> [Exercise] Please retype the data below line for line and leave out every picture.

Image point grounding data
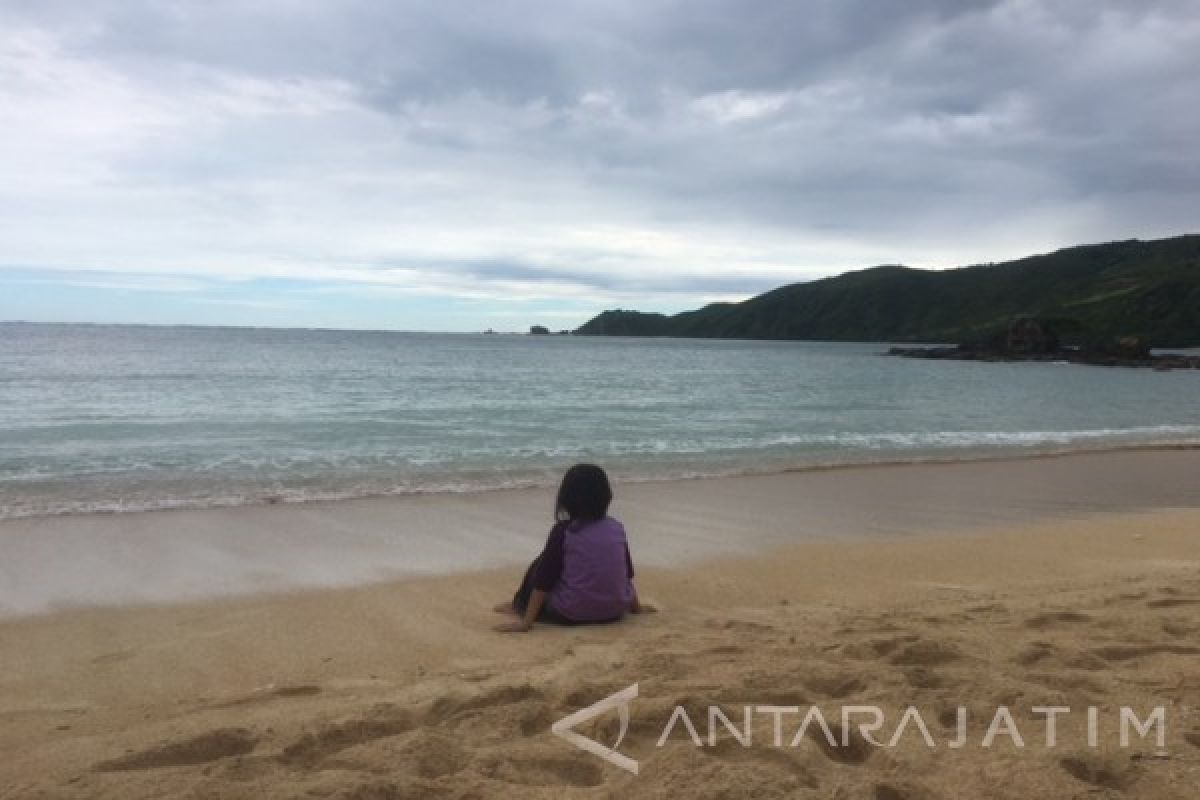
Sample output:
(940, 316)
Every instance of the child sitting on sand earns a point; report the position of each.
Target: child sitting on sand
(585, 573)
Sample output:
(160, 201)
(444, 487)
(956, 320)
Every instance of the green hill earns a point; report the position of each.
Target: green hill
(1126, 288)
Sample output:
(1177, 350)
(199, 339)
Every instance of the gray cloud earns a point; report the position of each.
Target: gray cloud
(712, 148)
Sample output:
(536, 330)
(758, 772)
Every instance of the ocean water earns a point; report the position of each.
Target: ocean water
(96, 417)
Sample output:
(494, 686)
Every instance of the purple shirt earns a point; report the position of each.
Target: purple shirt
(587, 570)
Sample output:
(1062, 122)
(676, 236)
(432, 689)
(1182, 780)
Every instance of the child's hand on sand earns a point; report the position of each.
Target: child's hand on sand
(517, 626)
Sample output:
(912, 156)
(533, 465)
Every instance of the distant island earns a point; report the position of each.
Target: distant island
(1029, 338)
(1093, 295)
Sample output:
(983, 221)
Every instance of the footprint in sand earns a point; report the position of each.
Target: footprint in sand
(927, 653)
(729, 750)
(381, 722)
(203, 749)
(114, 657)
(856, 751)
(1053, 619)
(1101, 771)
(449, 707)
(1173, 602)
(545, 771)
(1127, 651)
(899, 792)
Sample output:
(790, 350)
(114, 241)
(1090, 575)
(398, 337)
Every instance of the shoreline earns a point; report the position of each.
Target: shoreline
(401, 689)
(179, 555)
(1009, 455)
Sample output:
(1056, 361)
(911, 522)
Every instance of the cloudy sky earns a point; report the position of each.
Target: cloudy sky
(459, 166)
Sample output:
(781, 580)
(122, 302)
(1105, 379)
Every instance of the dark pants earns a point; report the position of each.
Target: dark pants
(547, 613)
(521, 601)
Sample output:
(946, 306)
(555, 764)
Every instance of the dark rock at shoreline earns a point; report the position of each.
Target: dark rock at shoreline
(1072, 355)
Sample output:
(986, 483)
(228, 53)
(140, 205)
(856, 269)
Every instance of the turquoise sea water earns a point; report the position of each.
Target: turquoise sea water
(132, 417)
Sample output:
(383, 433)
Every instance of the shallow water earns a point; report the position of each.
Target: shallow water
(133, 417)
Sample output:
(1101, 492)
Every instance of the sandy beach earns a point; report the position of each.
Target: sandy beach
(1068, 582)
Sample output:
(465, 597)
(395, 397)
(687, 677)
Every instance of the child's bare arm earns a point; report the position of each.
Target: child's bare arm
(537, 600)
(637, 607)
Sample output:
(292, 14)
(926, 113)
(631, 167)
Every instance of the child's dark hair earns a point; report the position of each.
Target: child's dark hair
(583, 494)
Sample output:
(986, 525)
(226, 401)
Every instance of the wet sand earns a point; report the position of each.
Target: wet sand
(161, 557)
(937, 587)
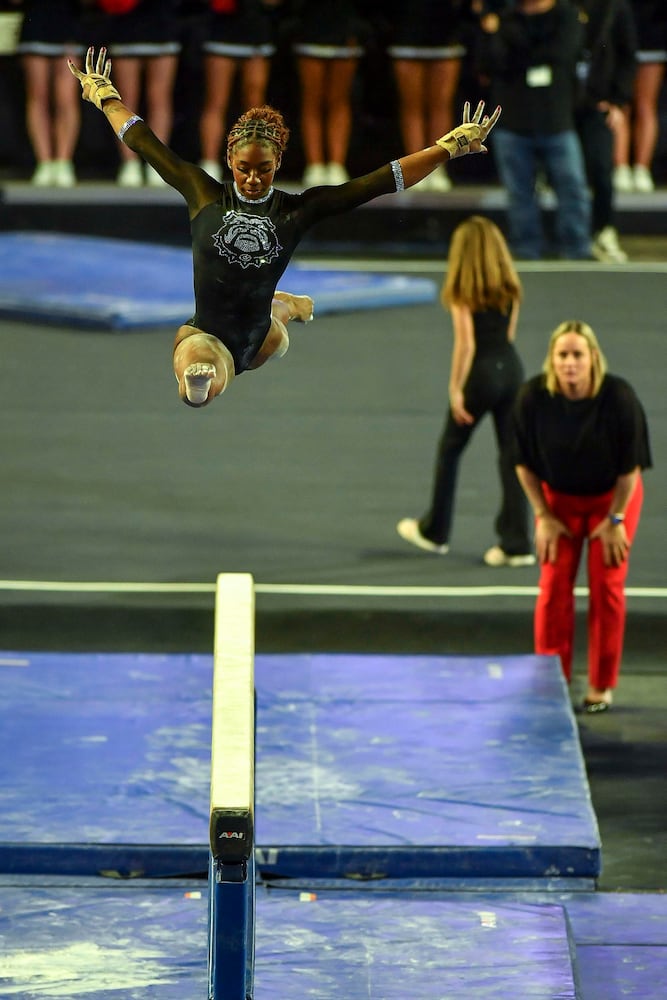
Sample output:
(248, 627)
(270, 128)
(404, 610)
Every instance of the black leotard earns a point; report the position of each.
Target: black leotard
(241, 248)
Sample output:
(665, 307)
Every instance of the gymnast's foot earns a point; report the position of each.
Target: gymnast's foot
(300, 306)
(198, 378)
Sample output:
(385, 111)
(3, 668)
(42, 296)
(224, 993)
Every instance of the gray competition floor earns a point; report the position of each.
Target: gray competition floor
(299, 475)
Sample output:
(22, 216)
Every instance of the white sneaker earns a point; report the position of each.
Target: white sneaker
(212, 168)
(408, 529)
(130, 174)
(439, 181)
(642, 179)
(495, 556)
(336, 173)
(315, 175)
(623, 179)
(43, 175)
(62, 173)
(605, 247)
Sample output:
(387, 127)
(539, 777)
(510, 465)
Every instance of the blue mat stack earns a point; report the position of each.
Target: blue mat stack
(119, 285)
(424, 824)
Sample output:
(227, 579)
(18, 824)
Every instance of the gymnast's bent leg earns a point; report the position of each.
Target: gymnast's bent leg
(285, 307)
(203, 366)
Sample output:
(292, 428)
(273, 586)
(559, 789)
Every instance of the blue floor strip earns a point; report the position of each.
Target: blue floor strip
(121, 285)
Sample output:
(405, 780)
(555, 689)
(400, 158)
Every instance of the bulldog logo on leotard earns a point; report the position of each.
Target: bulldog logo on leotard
(248, 240)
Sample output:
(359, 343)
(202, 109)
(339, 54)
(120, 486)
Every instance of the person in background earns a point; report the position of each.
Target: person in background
(239, 43)
(244, 232)
(529, 54)
(144, 44)
(482, 291)
(50, 32)
(581, 444)
(328, 42)
(638, 131)
(427, 49)
(606, 77)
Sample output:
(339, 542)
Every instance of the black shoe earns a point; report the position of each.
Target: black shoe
(589, 707)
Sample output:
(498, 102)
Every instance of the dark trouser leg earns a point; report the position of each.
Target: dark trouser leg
(597, 143)
(511, 522)
(436, 524)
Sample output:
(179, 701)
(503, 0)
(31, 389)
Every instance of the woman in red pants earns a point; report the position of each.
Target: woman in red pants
(582, 441)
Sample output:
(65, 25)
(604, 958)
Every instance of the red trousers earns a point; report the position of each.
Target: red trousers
(555, 608)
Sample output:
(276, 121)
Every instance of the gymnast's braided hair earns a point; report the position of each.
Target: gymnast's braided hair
(264, 125)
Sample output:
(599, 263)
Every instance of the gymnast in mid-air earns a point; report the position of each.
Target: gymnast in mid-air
(245, 231)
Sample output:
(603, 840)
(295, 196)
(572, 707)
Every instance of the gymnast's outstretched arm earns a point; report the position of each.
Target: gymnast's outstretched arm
(468, 137)
(194, 184)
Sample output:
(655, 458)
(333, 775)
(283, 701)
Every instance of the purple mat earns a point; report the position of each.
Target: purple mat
(150, 944)
(623, 972)
(366, 766)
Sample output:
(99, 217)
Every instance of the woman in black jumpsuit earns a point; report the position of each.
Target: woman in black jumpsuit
(244, 232)
(482, 291)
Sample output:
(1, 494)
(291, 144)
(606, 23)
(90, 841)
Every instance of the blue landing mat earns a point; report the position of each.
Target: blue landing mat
(367, 766)
(117, 285)
(151, 943)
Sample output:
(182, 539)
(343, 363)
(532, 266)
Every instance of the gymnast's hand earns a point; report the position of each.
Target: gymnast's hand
(96, 81)
(470, 135)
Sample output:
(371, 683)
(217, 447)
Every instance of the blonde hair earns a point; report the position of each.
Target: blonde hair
(599, 362)
(263, 125)
(480, 272)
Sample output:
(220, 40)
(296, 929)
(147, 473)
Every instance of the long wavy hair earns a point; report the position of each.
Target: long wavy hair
(480, 270)
(599, 362)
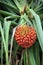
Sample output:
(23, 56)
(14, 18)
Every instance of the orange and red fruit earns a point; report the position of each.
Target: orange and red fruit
(25, 36)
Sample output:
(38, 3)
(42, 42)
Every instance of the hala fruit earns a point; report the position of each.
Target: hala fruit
(25, 36)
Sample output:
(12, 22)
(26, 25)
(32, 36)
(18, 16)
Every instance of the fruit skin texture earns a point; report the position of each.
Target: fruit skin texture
(25, 36)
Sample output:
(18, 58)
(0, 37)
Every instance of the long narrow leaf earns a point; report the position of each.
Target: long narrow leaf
(37, 25)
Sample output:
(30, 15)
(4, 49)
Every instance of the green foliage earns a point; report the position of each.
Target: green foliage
(12, 14)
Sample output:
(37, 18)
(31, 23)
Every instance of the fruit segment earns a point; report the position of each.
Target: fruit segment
(25, 36)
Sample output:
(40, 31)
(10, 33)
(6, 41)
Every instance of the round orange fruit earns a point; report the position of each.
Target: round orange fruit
(25, 36)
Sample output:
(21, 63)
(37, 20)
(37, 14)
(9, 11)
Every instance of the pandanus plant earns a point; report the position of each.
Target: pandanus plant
(21, 30)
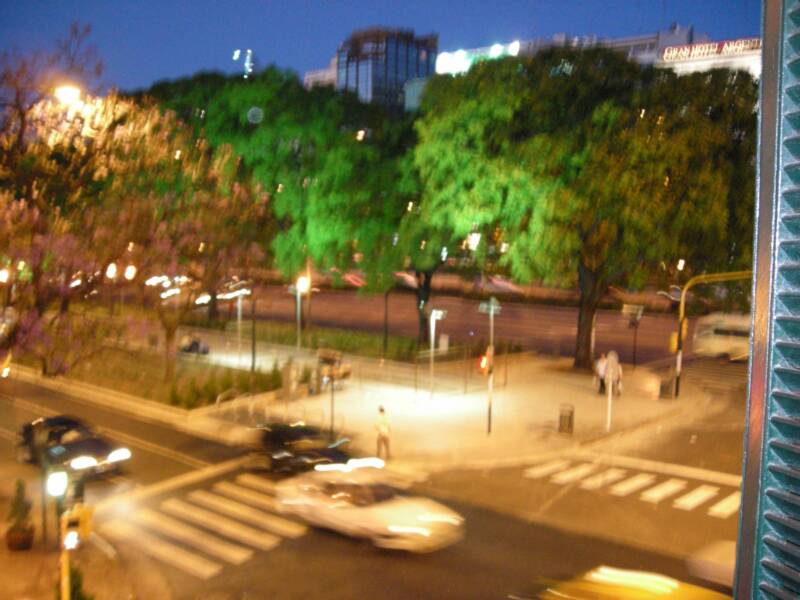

> [Answer to this exercise]
Sample output:
(940, 316)
Every instance of the child sitting on sand earns a point; report the position of each.
Target: child sitting on sand
(585, 573)
Sample output:
(160, 201)
(444, 487)
(956, 320)
Every instance of the green hill earns a point; report the position of each.
Target: green hill
(1126, 288)
Sample output:
(1177, 350)
(199, 339)
Every instance of the gray cloud earns a point; report the position of each.
Target: gray cloud
(712, 148)
Sample output:
(536, 330)
(758, 772)
Every instance of the ocean water earns a point; report the position of each.
Target: ocean water
(96, 417)
Sample output:
(494, 686)
Every instance of the purple shirt earns a point; report the position of each.
Target: purple shirt
(587, 570)
Sample output:
(1062, 122)
(676, 236)
(432, 689)
(1182, 780)
Every instance of the child's hand on sand earns a point; report the position of each.
Target: child's hand on sand
(517, 626)
Sample output:
(912, 156)
(533, 465)
Every instance of the distant island earns a point; report the position of each.
Target: distant island
(1029, 338)
(1093, 295)
Sample output:
(983, 221)
Every instance of the footprint in sand earns a point; report the position of each.
Target: footprint in sand
(927, 653)
(729, 750)
(381, 722)
(203, 749)
(114, 657)
(856, 751)
(1053, 619)
(1101, 771)
(449, 707)
(1173, 602)
(545, 771)
(1127, 651)
(899, 792)
Sample output:
(790, 350)
(114, 241)
(1090, 575)
(398, 337)
Every instance of the shoreline earns a point; report the position of each.
Target: shoreline
(401, 689)
(179, 555)
(1009, 455)
Sample output:
(1056, 361)
(911, 522)
Every instance of the cloudy sky earns a point; report the position of each.
Target: cloudy sky
(459, 166)
Sample output:
(781, 580)
(122, 302)
(1105, 379)
Every instance of the dark pants earns a point; report the position of each.
Target: dark pants
(547, 613)
(521, 601)
Sample output:
(946, 306)
(555, 764)
Every instance of the dark rock at shoreline earns a point; report the position of each.
Target: dark rock at shoreline
(1072, 355)
Sample output:
(986, 483)
(228, 53)
(140, 205)
(856, 269)
Every instance of the turquoise sea water earns a point; report the position of each.
Target: turquoise sea water
(132, 417)
Sample output:
(383, 433)
Every instance of the shallow water earns a point; report the position of each.
Target: shallow water
(133, 417)
Sample output:
(1101, 492)
Every instance of the sandy beach earns a point; report the position of each.
Target: sandy beach
(1068, 582)
Sample output:
(465, 597)
(395, 397)
(687, 677)
Every instance of the child's bare arm earns a point; report the position of each.
Target: child's bare arm
(537, 600)
(637, 607)
Sample output:
(292, 14)
(926, 113)
(631, 167)
Every instance of the child's dark hair earns a point; report the position of each.
Target: child's dark hair
(583, 494)
Sample output:
(986, 525)
(226, 401)
Every instance of the wet sand earns a point; report the position of each.
Target: wet sand
(161, 557)
(937, 587)
Sample output:
(248, 627)
(270, 128)
(404, 610)
Every instance of the black leotard earns a point; report the position of each.
Target: black leotard
(241, 248)
Sample output:
(665, 307)
Every instance of the gymnast's foot earns a point; report the position of each.
Target: gymnast's foot
(300, 306)
(198, 378)
Sample output:
(385, 111)
(3, 668)
(42, 296)
(224, 993)
Every instance of the gray competition floor earns a point; report the position of each.
Target: gray competition floor
(299, 475)
Sample output:
(22, 216)
Every instance of the white sneaker earns a point; report the position of each.
Target: white sneaker
(212, 168)
(408, 529)
(130, 174)
(439, 181)
(642, 179)
(495, 556)
(336, 173)
(315, 175)
(623, 179)
(43, 175)
(62, 173)
(605, 247)
Sample output:
(387, 127)
(539, 777)
(510, 465)
Every instance of the blue mat stack earns a point; report the position of each.
Target: blue mat stack
(119, 285)
(424, 824)
Sample output:
(227, 579)
(18, 824)
Every instance of the gymnast's bent leg earns a point; report the position of each.
Target: gymnast's bent leg
(285, 307)
(203, 366)
Sample output:
(292, 428)
(273, 586)
(559, 789)
Every instance of the blue floor strip earns a point; report the position of each.
Target: blue floor strip
(121, 285)
Sample output:
(405, 780)
(555, 689)
(400, 158)
Every instance of the bulldog logo on leotard earns a point; report the position of each.
Target: bulldog logo on leotard
(248, 240)
Sample output:
(359, 343)
(202, 109)
(339, 54)
(120, 486)
Every instance of the person in background earns a point; report the position of each.
Target: person in background
(239, 43)
(244, 232)
(529, 54)
(144, 44)
(482, 291)
(50, 32)
(581, 444)
(328, 42)
(638, 131)
(427, 49)
(606, 77)
Sample output:
(339, 542)
Every instance of the black shoe earns a point; report the position of each.
Target: black shoe
(589, 707)
Sample output:
(498, 102)
Every instance of the dark trouser leg earns a point; report the position of each.
Target: dark trouser leg
(597, 143)
(511, 522)
(436, 524)
Sample output:
(179, 701)
(503, 0)
(31, 389)
Every instance of the woman in red pants earns a point; report the position of each.
Target: woman in red pants
(582, 441)
Sample output:
(65, 25)
(604, 958)
Every instance of the red trousers earns a point; report the position of each.
Target: red trousers
(555, 608)
Sample output:
(276, 121)
Every instance of the gymnast's braided hair earns a point; report the position of each.
Target: gymnast's braided hair
(264, 125)
Sample output:
(599, 263)
Every instance of the gymnast in mid-air earns a point; report the position of each.
Target: gymnast in mid-air
(245, 231)
Sample output:
(603, 840)
(295, 196)
(572, 707)
Every instance of the gymnast's outstretched arm earns a point; report the position of each.
Target: gymnast's outstretched arm
(468, 137)
(194, 184)
Sample output:
(655, 458)
(333, 775)
(283, 701)
Every instance of the purple mat earns a point; report the position of each.
Target: purple mat
(150, 944)
(623, 972)
(366, 766)
Sample output:
(99, 217)
Every instance of the woman in black jumpsuit earns a point; report the position of each.
Target: woman in black jumpsuit
(244, 232)
(482, 291)
Sample output:
(1, 494)
(291, 144)
(606, 23)
(90, 841)
Every instance of the blue landing mat earns a point; report the position of each.
Target: blue landing mat
(367, 766)
(117, 285)
(151, 943)
Sample output:
(182, 539)
(343, 363)
(532, 266)
Every instance of the gymnast's hand earns a point; report the position of each.
Target: gymnast's hand
(96, 81)
(470, 135)
Sample output:
(371, 683)
(217, 447)
Every instance of the blonde hair earns a point; report the position of each.
Target: blonde hair
(599, 362)
(263, 125)
(480, 272)
Sample output:
(220, 40)
(296, 929)
(147, 473)
Every instance of the long wavy hair earns a point; report the position of each.
Target: long wavy hair
(480, 270)
(599, 362)
Sample output:
(23, 56)
(14, 18)
Every instance of the orange and red fruit earns a point; report the position of each.
Target: orange and red fruit
(25, 36)
Sample output:
(38, 3)
(42, 42)
Every instance of the hala fruit earns a point; report the position of each.
Target: hala fruit
(25, 36)
Sample output:
(12, 22)
(26, 25)
(32, 36)
(18, 16)
Every instance of the fruit skin texture earns a point; report the position of each.
Target: fruit skin texture
(25, 36)
Sample output:
(18, 58)
(0, 37)
Every instance of the long narrow leaf earns a point; report the position of each.
Target: long narrow leaf
(37, 25)
Sample output:
(30, 15)
(4, 49)
Every instance of the green foliage earns a point; report the position of each.
Target: green foliage
(12, 14)
Sample output:
(37, 18)
(31, 23)
Every instance of the fruit segment earns a point; report the position of each.
Target: fruit segment
(25, 36)
Sample output:
(40, 31)
(10, 33)
(6, 41)
Every instance of the round orange fruit earns a point; report the position of each.
Target: round orange fruit
(25, 36)
Sample output:
(21, 63)
(37, 20)
(37, 14)
(9, 11)
Every instance of the pandanus plant earns a point; report the position of each.
Target: pandanus plant
(21, 30)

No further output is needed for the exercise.